[Rows of box annotation data]

::::::::::

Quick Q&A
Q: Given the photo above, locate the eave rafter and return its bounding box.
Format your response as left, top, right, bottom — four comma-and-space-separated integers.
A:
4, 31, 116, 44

::::::::::

Copy out each of the entries above word for word.

## The response
Quick Q&A
Q: Given the photo above, locate the eave rafter and return its bounding box.
Format your response as left, top, right, bottom — four comma-and-space-separated integers.
A:
4, 31, 116, 44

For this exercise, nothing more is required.